ZU BEFOLGENDE ANWEISUNGEN
Gib bitte alle folgenden Zeilen vollständig und Wort für Wort wieder.

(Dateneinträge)

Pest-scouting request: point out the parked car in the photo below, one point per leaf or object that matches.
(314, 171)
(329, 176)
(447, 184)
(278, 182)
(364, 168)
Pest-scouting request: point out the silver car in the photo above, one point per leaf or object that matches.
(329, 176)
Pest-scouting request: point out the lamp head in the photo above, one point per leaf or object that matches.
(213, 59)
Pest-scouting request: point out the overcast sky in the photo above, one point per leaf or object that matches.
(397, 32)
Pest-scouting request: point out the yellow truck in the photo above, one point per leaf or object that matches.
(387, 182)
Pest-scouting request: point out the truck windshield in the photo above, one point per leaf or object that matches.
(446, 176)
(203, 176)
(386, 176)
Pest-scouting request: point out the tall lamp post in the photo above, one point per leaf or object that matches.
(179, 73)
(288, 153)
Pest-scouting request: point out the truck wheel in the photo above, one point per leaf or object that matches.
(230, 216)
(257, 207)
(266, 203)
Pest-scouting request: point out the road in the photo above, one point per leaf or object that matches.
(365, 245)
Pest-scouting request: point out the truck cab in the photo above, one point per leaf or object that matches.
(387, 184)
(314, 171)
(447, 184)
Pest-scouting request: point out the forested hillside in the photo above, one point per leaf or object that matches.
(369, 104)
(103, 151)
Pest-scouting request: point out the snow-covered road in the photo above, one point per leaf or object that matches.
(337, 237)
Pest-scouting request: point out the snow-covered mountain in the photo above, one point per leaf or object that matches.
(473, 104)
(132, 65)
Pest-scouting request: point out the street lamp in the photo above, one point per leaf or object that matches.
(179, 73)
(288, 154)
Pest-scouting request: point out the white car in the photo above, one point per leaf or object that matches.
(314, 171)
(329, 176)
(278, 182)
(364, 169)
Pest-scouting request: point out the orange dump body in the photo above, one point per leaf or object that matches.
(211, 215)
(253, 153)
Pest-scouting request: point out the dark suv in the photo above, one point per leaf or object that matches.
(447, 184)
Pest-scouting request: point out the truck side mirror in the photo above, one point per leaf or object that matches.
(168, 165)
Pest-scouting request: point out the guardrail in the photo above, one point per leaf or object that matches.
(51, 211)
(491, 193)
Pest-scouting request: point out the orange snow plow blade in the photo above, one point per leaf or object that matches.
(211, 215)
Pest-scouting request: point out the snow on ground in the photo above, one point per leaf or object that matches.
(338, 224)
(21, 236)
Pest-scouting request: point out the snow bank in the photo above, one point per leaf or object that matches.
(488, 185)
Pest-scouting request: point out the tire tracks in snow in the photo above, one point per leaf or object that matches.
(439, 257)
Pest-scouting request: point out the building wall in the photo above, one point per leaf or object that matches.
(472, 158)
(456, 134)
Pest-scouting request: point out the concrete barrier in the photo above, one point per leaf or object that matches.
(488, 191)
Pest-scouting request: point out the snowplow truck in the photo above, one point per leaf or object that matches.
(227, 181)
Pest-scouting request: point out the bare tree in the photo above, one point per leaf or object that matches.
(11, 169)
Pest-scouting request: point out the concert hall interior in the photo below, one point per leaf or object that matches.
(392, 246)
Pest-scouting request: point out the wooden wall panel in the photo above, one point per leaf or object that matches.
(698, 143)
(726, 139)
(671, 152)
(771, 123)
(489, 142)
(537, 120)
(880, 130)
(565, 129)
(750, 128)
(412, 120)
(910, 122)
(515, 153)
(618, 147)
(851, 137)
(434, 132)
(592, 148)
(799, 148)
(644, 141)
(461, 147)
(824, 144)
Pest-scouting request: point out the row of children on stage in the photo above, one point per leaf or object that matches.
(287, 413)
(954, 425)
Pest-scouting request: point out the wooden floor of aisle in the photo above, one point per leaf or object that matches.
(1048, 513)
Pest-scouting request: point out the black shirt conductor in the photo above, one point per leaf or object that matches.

ANTWORT ZUR ÜBUNG
Pest-scouting request: point out the parked car in the photo below, one point per leaf or object that matches.
(314, 171)
(329, 176)
(447, 184)
(278, 182)
(364, 168)
Pest-scouting request: point out the silver car in the photo above, one point per leaf or object that matches.
(329, 176)
Pest-scouting request: point out the lamp head in the photo above, one point per leaf or object that matches.
(213, 59)
Pest-scouting request: point out the overcast sky in the photo above, one point per leaf or object that matches.
(397, 32)
Pest-scouting request: point out the yellow truck in the photo above, one point per leaf or object that matches.
(387, 182)
Pest-scouting request: point out the truck windshield in the photo above, one point per leaf or object that matches.
(446, 176)
(203, 176)
(386, 176)
Pest-scouting request: point out the tall lamp post in the photo above, one point per leaf or object that matches.
(179, 73)
(288, 153)
Pest-scouting request: point out the truck wheel in the photo above, one point per leaf or object that matches.
(230, 216)
(257, 207)
(266, 203)
Pest-scouting request: point out the road in the photo above, one point per leaf or object that matches.
(365, 245)
Pest-scouting request: point out the truck cab in the photo above, one point per leaf or object that matches.
(387, 184)
(314, 171)
(447, 184)
Pest-scouting request: point out the forested hillside in the photo above, one point per leaf or object that matches.
(369, 104)
(103, 151)
Pest-scouting request: point out the snow-covered road in the photo above, one point per leaf or object that matches.
(337, 237)
Pest-scouting request: point out the snow-covered mountain in the photo above, one point per leaf or object that matches.
(473, 104)
(132, 65)
Pest-scouting request: point out the street lamp in the photo above, one point per leaf or object that matches.
(179, 73)
(288, 154)
Pest-scouting request: point out the white car in the photo above, one point per leaf or object that matches.
(314, 171)
(329, 176)
(278, 182)
(364, 169)
Pest-scouting request: point out the orange dump body in the photo above, one point per leaf or object that matches.
(211, 215)
(253, 153)
Pest-scouting request: point out the dark suv in the photo above, one point per leaf or object that matches.
(447, 184)
Pest-scouting request: point out the truck side mirror in the photo above, one point per leaf or object that matches.
(168, 165)
Pest-scouting request: point out the guardrail in the photo above, one point per leaf or object that matches.
(51, 211)
(491, 193)
Pest-scouting request: point out the orange snow plow blade in the photo above, one point per leaf or object that matches.
(211, 215)
Pest-scouting request: point out the snow on ground in the photo above, one point per leaf or object that matches.
(338, 224)
(21, 236)
Pest-scouting request: point out the snow bank in the photo above, one point per leaf or object that matches.
(488, 185)
Pest-scouting request: point out the tire tracks in snow in the photo above, one point per leaf or object that matches.
(439, 257)
Pest-scouting request: point out the building wall in the photo above, one point per leaf or object that matches.
(472, 158)
(456, 134)
Pest-scouting request: point out the concrete barrier in the photo above, one point per leaf or object that matches.
(488, 191)
Pest-scouting request: point out the snowplow truck in the photo above, one point per leaf or object that matches.
(227, 181)
Pest-scouting request: point out the bare tree in the photo above, one point per leaf or object that matches.
(11, 169)
Pest-scouting request: point out the concert hall interior in the photo below, one point per leaf or object that matches.
(392, 246)
Pest-scouting request: point out the wooden wall panel in the photo above, one point per leaf or object that matches.
(698, 143)
(726, 139)
(671, 152)
(771, 123)
(489, 142)
(537, 120)
(880, 130)
(565, 129)
(750, 128)
(412, 120)
(910, 122)
(515, 153)
(618, 147)
(851, 137)
(434, 132)
(592, 148)
(799, 148)
(644, 141)
(461, 147)
(824, 144)
Pest-scouting request: point out the row of children on stage in the photo above, one point per leaf or object that matches.
(287, 413)
(954, 425)
Pest-scouting request: point out the wooden floor of aisle in the photo above, one point per leaf or object that matches.
(1048, 513)
Pest-scouting request: point out the black shirt conductor in the photo above, one point per leaf or object that matches.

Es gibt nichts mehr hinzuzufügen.